Locate every line in the records below that contains the word "woman", with case counting, and copy each of those lines in full.

>> Start RECORD LIST

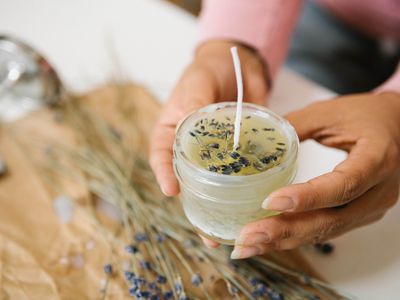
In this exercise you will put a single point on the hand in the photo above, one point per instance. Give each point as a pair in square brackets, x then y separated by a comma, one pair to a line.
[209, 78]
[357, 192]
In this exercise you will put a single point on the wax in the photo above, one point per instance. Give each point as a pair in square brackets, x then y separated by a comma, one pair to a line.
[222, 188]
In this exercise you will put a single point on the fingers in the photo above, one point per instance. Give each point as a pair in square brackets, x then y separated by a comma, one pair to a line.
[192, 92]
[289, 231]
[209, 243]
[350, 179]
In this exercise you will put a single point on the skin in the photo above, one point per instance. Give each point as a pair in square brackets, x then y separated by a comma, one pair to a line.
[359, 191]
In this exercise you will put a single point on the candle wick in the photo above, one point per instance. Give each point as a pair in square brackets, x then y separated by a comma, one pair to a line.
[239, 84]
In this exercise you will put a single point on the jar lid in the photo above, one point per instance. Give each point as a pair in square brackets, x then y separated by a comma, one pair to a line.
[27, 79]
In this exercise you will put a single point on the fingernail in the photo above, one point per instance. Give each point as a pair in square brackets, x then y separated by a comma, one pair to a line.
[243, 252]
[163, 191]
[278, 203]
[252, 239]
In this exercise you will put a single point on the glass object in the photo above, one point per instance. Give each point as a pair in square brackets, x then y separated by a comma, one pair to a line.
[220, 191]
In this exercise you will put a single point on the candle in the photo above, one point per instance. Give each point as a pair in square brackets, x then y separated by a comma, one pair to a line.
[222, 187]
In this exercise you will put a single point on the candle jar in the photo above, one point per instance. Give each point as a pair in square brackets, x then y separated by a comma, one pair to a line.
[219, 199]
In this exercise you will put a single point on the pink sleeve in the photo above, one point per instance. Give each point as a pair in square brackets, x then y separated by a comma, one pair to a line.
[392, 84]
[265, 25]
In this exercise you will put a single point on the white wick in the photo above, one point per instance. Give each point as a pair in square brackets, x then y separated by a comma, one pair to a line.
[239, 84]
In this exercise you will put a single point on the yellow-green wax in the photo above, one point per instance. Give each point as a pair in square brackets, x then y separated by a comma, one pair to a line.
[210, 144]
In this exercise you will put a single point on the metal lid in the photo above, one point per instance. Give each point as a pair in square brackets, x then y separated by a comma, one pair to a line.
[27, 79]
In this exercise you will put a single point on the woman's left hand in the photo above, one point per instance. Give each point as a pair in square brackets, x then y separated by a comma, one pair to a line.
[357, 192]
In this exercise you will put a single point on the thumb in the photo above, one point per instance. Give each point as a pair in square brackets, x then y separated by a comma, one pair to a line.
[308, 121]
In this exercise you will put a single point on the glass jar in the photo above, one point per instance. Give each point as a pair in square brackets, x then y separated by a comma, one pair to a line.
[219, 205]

>> End RECORD LIST
>> Start RECORD LIST

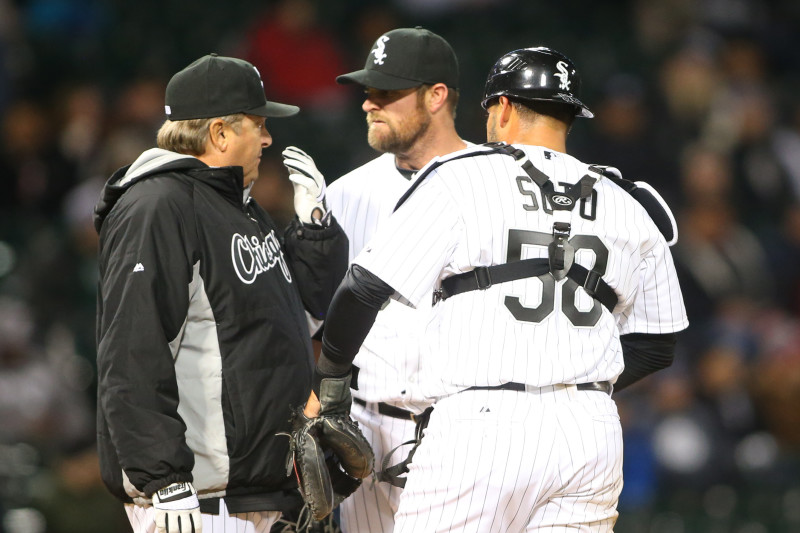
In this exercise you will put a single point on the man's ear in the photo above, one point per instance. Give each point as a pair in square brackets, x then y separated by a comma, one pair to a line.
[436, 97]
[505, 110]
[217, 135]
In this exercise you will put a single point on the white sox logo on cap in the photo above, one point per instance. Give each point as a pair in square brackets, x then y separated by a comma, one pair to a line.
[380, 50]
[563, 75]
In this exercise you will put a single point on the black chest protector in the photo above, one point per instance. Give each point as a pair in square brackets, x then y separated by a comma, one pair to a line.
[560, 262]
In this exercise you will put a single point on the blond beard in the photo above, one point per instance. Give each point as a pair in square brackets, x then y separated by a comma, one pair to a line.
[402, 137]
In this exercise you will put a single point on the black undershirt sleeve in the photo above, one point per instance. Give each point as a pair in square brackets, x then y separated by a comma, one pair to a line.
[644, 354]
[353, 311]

>> End RECORD LIST

> [TASK ANSWER]:
In this exercise you will put a single point on the woman's left hand in the photo above, one point per instance. Give each point as a pair in square brackets, x then y separated by a comma, one pair to a line.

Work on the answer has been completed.